The problem:
Return exactly the lines of the entries, from the one with "the white wall" to the last.

Input data:
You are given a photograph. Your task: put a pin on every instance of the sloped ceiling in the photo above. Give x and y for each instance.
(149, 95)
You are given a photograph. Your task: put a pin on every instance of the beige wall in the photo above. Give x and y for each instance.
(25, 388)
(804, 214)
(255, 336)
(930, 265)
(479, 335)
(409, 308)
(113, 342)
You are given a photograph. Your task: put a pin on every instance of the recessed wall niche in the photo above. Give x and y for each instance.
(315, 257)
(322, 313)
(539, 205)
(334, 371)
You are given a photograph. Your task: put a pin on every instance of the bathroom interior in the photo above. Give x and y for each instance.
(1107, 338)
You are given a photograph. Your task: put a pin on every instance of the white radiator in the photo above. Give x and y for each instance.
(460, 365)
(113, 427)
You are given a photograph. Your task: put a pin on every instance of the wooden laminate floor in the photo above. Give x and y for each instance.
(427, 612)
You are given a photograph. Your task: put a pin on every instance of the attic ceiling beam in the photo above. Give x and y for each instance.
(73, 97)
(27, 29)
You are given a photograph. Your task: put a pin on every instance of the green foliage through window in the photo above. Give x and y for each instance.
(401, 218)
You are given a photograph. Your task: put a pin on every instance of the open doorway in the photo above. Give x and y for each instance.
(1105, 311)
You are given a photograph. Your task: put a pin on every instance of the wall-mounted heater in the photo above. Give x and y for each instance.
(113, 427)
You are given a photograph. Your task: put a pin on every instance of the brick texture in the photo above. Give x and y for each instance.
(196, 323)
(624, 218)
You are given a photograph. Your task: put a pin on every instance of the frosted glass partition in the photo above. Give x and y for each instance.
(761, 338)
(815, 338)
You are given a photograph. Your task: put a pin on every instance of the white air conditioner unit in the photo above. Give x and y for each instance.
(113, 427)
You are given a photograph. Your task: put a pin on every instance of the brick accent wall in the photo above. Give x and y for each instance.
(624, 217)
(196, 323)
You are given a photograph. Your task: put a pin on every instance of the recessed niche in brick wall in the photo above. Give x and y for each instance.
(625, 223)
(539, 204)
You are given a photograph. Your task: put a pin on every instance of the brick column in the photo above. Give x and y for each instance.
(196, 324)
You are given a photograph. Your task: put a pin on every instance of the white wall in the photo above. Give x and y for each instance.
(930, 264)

Solved exercise:
You are given a photograph. Your task: put a pin on every instance of the white wall in the photo above. Give x and y for each instance.
(930, 264)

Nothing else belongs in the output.